** Start RECORDS SUPPLIED **
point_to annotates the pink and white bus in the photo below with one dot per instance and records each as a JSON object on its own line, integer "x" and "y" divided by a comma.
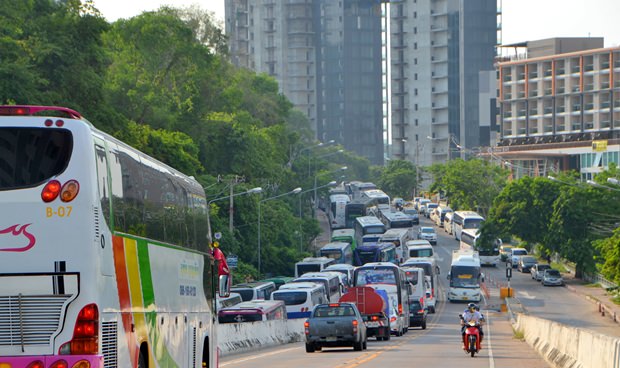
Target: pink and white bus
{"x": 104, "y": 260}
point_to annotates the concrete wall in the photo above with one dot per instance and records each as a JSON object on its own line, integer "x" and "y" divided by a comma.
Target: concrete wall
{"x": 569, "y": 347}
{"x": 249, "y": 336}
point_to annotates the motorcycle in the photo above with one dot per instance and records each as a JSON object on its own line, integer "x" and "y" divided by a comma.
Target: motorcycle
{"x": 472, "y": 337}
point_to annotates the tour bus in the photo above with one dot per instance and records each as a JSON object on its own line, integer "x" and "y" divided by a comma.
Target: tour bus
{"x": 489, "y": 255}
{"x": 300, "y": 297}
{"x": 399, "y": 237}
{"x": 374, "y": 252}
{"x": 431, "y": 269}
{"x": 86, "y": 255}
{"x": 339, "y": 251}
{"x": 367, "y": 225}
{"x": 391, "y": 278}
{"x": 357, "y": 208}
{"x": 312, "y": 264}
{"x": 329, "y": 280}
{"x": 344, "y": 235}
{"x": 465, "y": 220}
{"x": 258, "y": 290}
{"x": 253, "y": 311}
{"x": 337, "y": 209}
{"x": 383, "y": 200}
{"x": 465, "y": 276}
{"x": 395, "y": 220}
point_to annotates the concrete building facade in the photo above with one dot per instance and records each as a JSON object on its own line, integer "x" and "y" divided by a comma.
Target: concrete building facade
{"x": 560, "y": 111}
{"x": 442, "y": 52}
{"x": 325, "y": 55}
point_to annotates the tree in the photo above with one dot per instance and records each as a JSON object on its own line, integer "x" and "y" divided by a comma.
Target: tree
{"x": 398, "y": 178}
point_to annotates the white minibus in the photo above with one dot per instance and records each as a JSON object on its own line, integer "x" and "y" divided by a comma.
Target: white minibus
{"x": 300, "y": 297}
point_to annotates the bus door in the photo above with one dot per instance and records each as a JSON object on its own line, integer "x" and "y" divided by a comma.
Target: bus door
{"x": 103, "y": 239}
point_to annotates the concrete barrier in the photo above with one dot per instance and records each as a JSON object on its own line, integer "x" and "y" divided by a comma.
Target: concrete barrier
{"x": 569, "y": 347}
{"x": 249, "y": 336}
** End RECORDS SUPPLIED **
### PROBLEM REQUIREMENTS
Extract verbatim the rows above, from the line containing "point_to annotates the white" through the last row, both ends included.

### RESULT OF THIS TASK
point_to annotates the white minibus in the photo above with one dot per instance and records each as a JSON object on its own line, integer "x" and "y" divided by a comma.
Target: white minibus
{"x": 300, "y": 297}
point_to annotates the bus door in the photo above with one dot per instance and records each as a JSON object on its own line, integer "x" and "y" divided by a comma.
Target: bus door
{"x": 103, "y": 239}
point_to annotates the concrete barrier in the photo above with one dot per instance and records each as a JSON object on its own line, integer "x" and "y" divided by a comma.
Target: concrete barrier
{"x": 569, "y": 347}
{"x": 249, "y": 336}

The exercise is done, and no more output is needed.